◆ Selected text
▼
Let's start with simple cases and work up to more complicated ones.

THEOREM:  Suppose f is an increasing function such that
* f(n) = f(n/b) + c    
* n is a power of b
* b is an integer greater than 1
* c is a positive real number
* f(1) is O(1)
Then f(n) = O(log n).

PROOF: 
Expand f(n) using its recursive definition a few times
to try to find the pattern.

f(n) = f(n/b) + c
     = [f((n/b)/b) + c] + c = f(n/b^2) + 2*c
     = f(n/b^3) + 3*c
     ...   
     = f(n/b^k) + k*c
     ...
keep going until argument to f is 1, i.e., until n/b^k = 1, which
means k = log_b n.
     ...
     = f(1) + (log_b n) * c
     = O(log n).
QED

Application:  Formula for binary search fits this pattern.
It is f(n) = f(n/2) + c, which is O(log n).

THEOREM:  Suppose f is an increasing function such that
* f(n) = a*f(n/b) + c    
* n is a power of b
* a > 1
* b is an integer greater than 1
* c is a positive real number
* f(1) is O(1)
Then f(n) = O(n^{log_b a}).

PROOF:
Expand f(n) using its recursive definition a few times to try to
find the pattern.

f(n) = a*f(n/b) + c
     = a*[a*f(n/b^2) + c] + c = a^2*f(n/b^2) + (a+1)*c
     = a^2*[a*f(n/b^3) + c] + (a+1)*c = a^3*f(n/b^3) + (a^2+a+1)*c
     ...
▲
◆ Extracted data
▼
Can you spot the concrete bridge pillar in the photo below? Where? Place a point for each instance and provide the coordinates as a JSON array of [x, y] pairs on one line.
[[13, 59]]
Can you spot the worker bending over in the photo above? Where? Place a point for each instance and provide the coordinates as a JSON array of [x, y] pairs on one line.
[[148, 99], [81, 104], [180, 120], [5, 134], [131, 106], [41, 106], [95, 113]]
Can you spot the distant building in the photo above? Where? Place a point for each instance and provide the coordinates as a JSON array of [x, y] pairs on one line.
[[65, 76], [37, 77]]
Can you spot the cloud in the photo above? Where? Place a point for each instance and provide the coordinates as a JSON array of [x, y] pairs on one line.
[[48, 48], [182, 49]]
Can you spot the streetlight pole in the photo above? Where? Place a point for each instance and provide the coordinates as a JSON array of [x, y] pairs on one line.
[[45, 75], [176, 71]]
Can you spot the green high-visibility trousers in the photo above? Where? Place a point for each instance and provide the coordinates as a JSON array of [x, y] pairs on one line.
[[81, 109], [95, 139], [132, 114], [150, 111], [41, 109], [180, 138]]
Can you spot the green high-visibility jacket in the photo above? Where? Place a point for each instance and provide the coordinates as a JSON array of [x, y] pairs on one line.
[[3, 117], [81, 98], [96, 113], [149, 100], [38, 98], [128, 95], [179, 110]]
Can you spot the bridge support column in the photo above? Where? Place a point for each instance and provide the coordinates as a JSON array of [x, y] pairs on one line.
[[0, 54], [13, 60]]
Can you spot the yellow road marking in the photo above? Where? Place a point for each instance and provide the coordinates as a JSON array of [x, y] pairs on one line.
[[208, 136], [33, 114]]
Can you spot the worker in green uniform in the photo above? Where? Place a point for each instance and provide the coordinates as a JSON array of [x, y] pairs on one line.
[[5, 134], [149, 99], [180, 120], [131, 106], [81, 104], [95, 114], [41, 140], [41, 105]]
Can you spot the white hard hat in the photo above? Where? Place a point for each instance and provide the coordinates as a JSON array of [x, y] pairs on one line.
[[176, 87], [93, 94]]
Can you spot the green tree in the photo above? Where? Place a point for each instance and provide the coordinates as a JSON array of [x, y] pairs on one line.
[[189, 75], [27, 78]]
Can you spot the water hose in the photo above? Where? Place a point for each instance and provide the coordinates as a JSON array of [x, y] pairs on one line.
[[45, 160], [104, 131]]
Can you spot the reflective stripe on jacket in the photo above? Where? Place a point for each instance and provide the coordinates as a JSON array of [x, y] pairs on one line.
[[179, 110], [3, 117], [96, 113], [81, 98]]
▲
◆ Requirements
1 - For each statement about the recurrence notes, answer yes or no and quote the words of the notes that decide it: (a) the first theorem requires b to be an integer greater than 1; (b) the second theorem concludes that f(n) = O(log n); (c) the formula for binary search is f(n) = f(n/2) + c.
2 - Please summarize the recurrence notes in three sentences.

◆ Answers for the tasks
1 -
(a) Yes: "b is an integer greater than 1"
(b) No: "Then f(n) = O(n^{log_b a})."
(c) Yes: "It is f(n) = f(n/2) + c, which is O(log n)."

2 - The first theorem states that an increasing function with f(n) = f(n/b) + c is O(log n) when n is a power of an integer b greater than 1, c is a positive real number, and f(1) is O(1). Its proof expands the recurrence until the argument reaches 1 at k = log_b n, which gives f(1) + (log_b n) * c, and the binary search formula f(n) = f(n/2) + c fits this pattern. A second theorem states that the recurrence f(n) = a*f(n/b) + c with a > 1 gives O(n^{log_b a}), and its proof likewise begins by expanding the recurrence to find the pattern.